- WHAT TO DO -
Examine the entries and show every line in which the word "instance" is found.
▶
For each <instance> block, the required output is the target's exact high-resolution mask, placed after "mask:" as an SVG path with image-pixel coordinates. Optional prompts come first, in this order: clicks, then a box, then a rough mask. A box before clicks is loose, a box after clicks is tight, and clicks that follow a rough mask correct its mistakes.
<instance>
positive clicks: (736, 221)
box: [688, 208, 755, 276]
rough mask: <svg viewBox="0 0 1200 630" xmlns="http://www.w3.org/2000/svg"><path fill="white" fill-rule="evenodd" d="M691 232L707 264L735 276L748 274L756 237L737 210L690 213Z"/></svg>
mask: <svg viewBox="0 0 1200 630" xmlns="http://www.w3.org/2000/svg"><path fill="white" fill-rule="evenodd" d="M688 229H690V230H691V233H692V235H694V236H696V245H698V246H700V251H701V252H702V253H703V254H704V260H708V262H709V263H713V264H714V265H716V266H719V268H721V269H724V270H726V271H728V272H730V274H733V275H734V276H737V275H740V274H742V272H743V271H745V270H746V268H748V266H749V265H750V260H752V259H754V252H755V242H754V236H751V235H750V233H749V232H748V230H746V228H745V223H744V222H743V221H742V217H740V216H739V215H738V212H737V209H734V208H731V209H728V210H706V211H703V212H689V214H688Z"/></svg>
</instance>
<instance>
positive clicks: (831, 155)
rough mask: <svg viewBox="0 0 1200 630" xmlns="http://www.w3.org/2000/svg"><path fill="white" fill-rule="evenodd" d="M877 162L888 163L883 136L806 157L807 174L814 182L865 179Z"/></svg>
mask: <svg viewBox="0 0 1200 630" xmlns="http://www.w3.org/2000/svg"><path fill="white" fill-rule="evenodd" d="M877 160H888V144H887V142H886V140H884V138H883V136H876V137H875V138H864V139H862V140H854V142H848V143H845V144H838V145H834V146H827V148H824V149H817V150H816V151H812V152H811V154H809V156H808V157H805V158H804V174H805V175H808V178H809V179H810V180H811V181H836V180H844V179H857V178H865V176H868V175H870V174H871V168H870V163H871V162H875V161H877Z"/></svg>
◀
- RESULT OF THE TASK -
For each <instance> block, the required output is the target's exact high-resolution mask, placed after "mask:" as an SVG path with image-pixel coordinates. Optional prompts come first, in this order: clicks, then a box, then a rough mask. A box before clicks is loose, a box after clicks is tight, and clicks that follow a rough mask correct its mistakes.
<instance>
</instance>
<instance>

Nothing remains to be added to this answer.